-- TEXT EXTRACT start --

NOTE 4. REDUCTION IN FORCE
In April 2002, the Company underwent a reduction in force resulting in eight
individuals departing employment with the Company, including engineering,
manufacturing and marketing personnel. Severance pay for affected persons was
per Company policy, including cash payment and the acceleration of the vesting
of options for certain affected individuals. Total cash costs related to the
reduction in force of approximately $86,000 were recorded in the fiscal quarter
ending June 29, 2002.
NOTE 5. SUBSEQUENT EVENTS
During July 2002, a significant stockholder of the Company contributed a total
of 420,572 shares of nonvoting common stock and a total of 546,484 shares of
voting common stock to the capital of the Company.
NOTE 6. CONTINGENCIES AND LITIGATION
The Company has pending various legal actions arising in the normal course of
business.

-- TEXT EXTRACT end --

Reproduce the passage of the financial notes that opens with "NOTE 4. REDUCTION" and closes with "June 29, 2002.", word for word. The records have nothing to do with the tasks.

-- ROWS start --

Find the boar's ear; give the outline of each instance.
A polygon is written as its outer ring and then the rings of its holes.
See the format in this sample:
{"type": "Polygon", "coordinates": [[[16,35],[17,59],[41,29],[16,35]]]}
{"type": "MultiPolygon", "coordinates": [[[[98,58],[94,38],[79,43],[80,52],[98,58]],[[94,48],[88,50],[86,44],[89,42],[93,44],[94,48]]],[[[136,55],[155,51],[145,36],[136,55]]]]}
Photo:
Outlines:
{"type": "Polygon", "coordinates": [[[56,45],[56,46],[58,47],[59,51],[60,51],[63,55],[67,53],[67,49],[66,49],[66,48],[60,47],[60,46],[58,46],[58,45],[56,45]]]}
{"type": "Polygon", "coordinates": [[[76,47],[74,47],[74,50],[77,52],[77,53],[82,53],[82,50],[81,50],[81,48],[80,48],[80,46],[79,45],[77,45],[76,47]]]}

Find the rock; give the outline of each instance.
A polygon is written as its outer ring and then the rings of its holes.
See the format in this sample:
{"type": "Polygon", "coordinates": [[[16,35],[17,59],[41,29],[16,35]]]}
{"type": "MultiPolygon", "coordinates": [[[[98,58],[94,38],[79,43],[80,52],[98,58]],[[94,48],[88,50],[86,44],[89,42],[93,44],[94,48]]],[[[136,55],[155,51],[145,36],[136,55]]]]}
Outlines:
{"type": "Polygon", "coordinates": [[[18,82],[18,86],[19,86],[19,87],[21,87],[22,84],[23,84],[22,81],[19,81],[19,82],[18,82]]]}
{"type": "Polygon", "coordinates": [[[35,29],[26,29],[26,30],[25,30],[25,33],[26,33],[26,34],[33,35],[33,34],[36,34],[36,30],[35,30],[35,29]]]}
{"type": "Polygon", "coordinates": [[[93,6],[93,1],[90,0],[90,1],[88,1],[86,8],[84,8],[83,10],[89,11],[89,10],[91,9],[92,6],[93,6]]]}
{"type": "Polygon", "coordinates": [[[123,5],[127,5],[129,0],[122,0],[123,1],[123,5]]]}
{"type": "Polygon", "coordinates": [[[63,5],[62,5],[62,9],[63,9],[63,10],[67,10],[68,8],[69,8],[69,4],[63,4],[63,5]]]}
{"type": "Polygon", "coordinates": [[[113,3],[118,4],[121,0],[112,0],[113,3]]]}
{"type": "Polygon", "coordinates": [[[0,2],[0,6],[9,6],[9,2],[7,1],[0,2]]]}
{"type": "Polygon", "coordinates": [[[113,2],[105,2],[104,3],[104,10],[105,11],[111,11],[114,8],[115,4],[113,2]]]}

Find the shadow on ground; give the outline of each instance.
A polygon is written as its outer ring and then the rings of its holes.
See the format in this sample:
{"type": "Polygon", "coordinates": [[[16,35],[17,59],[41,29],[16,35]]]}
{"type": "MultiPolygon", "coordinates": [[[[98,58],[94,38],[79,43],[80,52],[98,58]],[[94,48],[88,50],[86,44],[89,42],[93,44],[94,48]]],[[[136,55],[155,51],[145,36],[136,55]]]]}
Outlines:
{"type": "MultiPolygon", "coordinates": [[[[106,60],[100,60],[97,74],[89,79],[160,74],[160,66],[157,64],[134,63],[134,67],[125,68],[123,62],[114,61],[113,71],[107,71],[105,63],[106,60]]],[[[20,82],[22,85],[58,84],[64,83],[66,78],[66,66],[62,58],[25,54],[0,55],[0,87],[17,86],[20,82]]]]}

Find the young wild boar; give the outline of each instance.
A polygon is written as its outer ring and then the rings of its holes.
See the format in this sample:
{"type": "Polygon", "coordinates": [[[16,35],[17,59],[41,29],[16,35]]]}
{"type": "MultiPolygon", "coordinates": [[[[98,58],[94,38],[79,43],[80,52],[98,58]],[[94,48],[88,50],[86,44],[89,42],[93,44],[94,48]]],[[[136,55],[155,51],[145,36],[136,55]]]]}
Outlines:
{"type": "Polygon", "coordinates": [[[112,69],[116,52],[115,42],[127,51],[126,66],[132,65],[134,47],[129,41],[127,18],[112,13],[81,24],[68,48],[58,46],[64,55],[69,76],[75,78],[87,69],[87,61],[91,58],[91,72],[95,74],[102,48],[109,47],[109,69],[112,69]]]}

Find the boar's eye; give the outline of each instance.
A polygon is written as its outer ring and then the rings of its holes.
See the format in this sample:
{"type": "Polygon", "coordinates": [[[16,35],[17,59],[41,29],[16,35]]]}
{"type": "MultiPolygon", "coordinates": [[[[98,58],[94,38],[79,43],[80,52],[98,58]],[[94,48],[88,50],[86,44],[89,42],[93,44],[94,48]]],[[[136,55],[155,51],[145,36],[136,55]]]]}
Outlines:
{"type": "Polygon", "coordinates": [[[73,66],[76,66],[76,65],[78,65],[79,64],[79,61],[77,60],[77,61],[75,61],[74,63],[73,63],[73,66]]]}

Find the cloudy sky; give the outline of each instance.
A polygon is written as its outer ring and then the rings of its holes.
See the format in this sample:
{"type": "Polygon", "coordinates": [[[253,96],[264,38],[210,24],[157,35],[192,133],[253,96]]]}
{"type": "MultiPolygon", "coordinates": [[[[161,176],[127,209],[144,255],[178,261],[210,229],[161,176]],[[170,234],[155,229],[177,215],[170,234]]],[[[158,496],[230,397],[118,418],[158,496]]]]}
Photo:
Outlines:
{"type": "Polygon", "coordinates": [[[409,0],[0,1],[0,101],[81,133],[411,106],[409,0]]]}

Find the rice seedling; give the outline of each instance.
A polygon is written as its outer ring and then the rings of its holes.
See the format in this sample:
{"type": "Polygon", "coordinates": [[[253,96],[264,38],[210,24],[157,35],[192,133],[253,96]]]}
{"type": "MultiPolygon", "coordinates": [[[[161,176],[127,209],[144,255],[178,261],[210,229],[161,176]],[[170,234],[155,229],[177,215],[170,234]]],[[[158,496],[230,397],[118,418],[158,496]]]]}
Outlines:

-- ROWS end --

THE OUTPUT:
NOTE 4. REDUCTION IN FORCE
In April 2002, the Company underwent a reduction in force resulting in eight
individuals departing employment with the Company, including engineering,
manufacturing and marketing personnel. Severance pay for affected persons was
per Company policy, including cash payment and the acceleration of the vesting
of options for certain affected individuals. Total cash costs related to the
reduction in force of approximately $86,000 were recorded in the fiscal quarter
ending June 29, 2002.